■ **PROBLEM TO SOLVE**
Rewrite everything from the line with "Where can you find the roadside" down to the line with "<point>376,130</point>", changing "vegetation" to "greenery" and leaving the rest as it is. Omit the pictures from your answer.

■ **MATERIAL PROVIDED**
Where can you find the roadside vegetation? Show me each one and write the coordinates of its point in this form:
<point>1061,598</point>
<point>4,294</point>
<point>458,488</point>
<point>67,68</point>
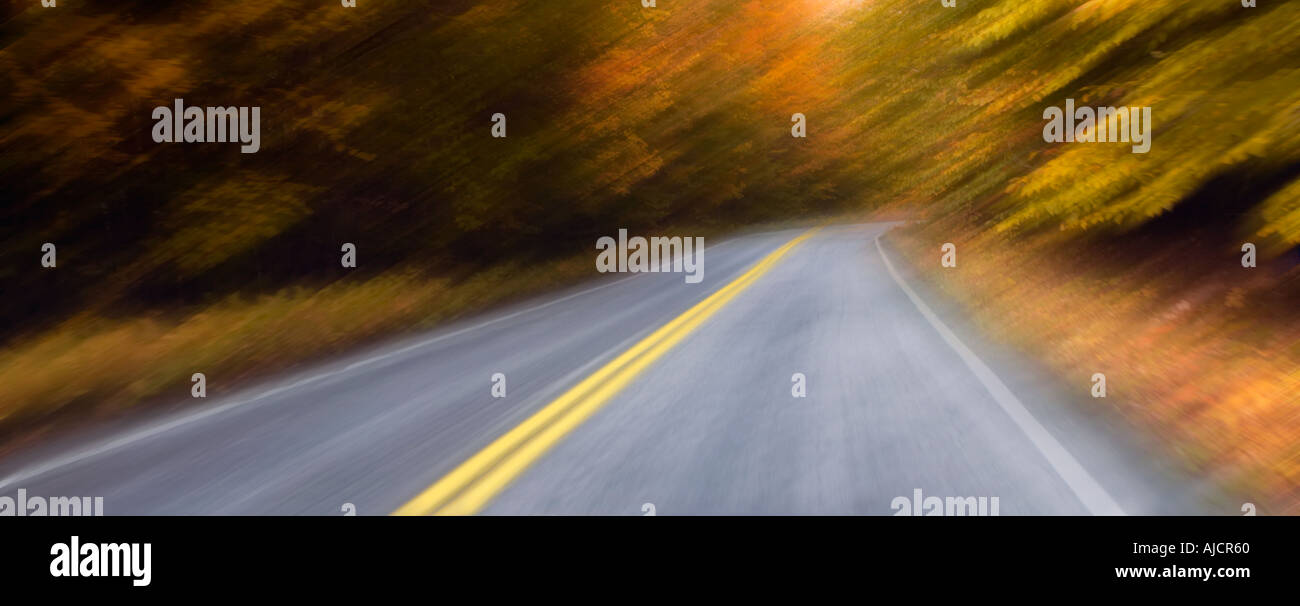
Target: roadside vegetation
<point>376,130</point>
--
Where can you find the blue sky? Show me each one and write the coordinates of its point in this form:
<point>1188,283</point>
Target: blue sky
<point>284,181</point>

■ **COMPLETE ANSWER**
Where can you find the roadside greenery? Show me each one and write the coordinates of its point in this form:
<point>1061,598</point>
<point>4,294</point>
<point>458,488</point>
<point>67,68</point>
Target: roadside greenery
<point>376,130</point>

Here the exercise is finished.